== EXTRACT TO READ ==
-- BEGIN --

# toll roads in france



## 98401 (Mar 29, 2006)

class 2 or 3 ? we try to avoid them, but on one route metz-strasbourg, class 2 one way, class 3 the other, 36ft


----------



## Scotjimland (May 23, 2005)

Hi Yellowbeard .. 
Welcome to MHFs 
We never use French toll roads with the RV but that's an odd one .. :lol: :lol:


----------



## 98401 (Mar 29, 2006)

hi jim, your:re wright it is an odd one, i don't think the girl on the toll booth had seen a yanky rv before, but she still charged us class3 toll rates.  8)


----------



## MicknPat (Jul 18, 2005)

Yellowbeard,

If you are talking about an A class RV I would think that ALL French autoroutes would charge you Class 3 level.

The charge is based on the vehicles height,weight and number of axles.

Vehicle length isn't mentioned.

Most A class RVs are over 3mtrs in height with two axles so those points appear to fit in the Class 3 classification as below.



> Greater than or equal to 3 metres or gross weight > 3,5T : trucks and buses with 2 axles


See http://www.autoroutes.fr/voyage/pratique_classification.php?lng=2


----------



## Rapide561 (Oct 1, 2005)

*Weights and tolls*

Hi

A useful link to the toll site etc

In theory then everything above 3500 kg is class 3 - so that is the likes of KonTiki's, Bessacarrs, some Hymers and so on.

I reckon they will see a camper though and just stick it through as a class 2.

I will no doubt have this theroy tested quite soon!

Rapide561


----------



## Scotjimland (May 23, 2005)

Class 2 or Class 3 they are still too expensive, besides it is much more enjoyable and relaxing on the N routes .. unless of course you want/need to do a zillion miles per day.


----------



## Rapide561 (Oct 1, 2005)

*Toll roads*

Hi

Quite agree with Jim re the tolls and N roads.

Only problem is France is such a big place it is almost unavoidable sometimes.

I have various toll free routes to Switzerland in the little black book and am looking for one to Spain - where the roads are not too slow!

Rapide561


----------



## BERTHA (May 21, 2005)

We used toll roads to spain and back and was charged Class 2

We are 27ft, 5000Kg tax axle

Hugh


----------



## 99412 (May 25, 2006)

*So does that mean............*

That we would be charged class 3 for the RV PLUS class 1 for the toad, or does the Smart go free :?:


----------



## Scotjimland (May 23, 2005)

*Re: So does that mean............*



DaMann said:


> That we would be charged class 3 for the RV PLUS class 1 for the toad, or does the Smart go free :?:


No, they may hit you for class 4 .. 
This has happened to us with the trailer :roll:


----------



## 99702 (Jun 18, 2006)

just came back from spain 32 ft and got charged 3 all the way, quite expensive, but will go national routes when i get a route to costa brava from someone whos done it


----------



## 98452 (Apr 2, 2006)

I have to be the worst navigator in the world as although sometimes I plan to avoid them cant help but be tricked by the French sign onto them :roll:


----------



## 104477 (May 13, 2007)

*tolls*

I have worked in France on many occassions and have driven both a transit van swb and a mitsubishi pick up and with both vehicles have encountered conflicting toll charges depending on who was operating the booth! Is there a way round if you use an automated credit card booth? Last trip to spain we kept off the tolls as much as possible (thanks Tom Tom)and had great scenery and interesting villages to see. This is why we have just picked up our first 'van. See you on the n roads!


----------



## Duadua (Feb 16, 2006)

We have been charged all sorts for a 38ft RV.

I always start any conversation at any toll booth both with "Hi" and "MOTORHOME PLEASE".

Sometimes it works and sometimes it does not. Some booths seem to have a height sensor on the approach lane which automatically, it seems, increases the cost.

Depending on journey, fast A to B, or meandering and sight seeing etc,. will influence choice of toll route or "A" road. I do wonder though if the toll is sometimes worth it re better fuel consumption and easy "cruise control" driving and overtaking, although I haven't done a proper comparitive test. 

Duadua


----------

-- END --

== PROBLEM DETAILS ==
Please rewrite the paragraph of the toll roads thread that begins "Depending on journey" more briefly, keeping its main facts. The listing is not needed.

== INFORMATION SUPPLIED ==
-- BEGIN --

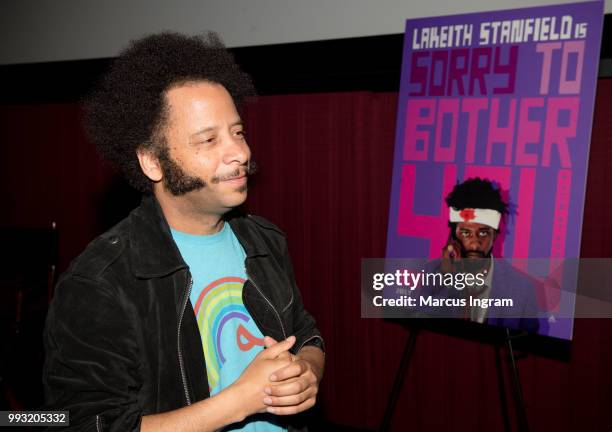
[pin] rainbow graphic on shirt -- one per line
(219, 307)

-- END --

== EXERCISE OUTPUT ==
The choice between a toll route and an "A" road depends on the trip: a fast A-to-B run or a meandering, sightseeing one. The writer wonders whether the toll is sometimes worth it for better fuel consumption and easier cruise-control driving and overtaking, but hasn't done a proper comparative test.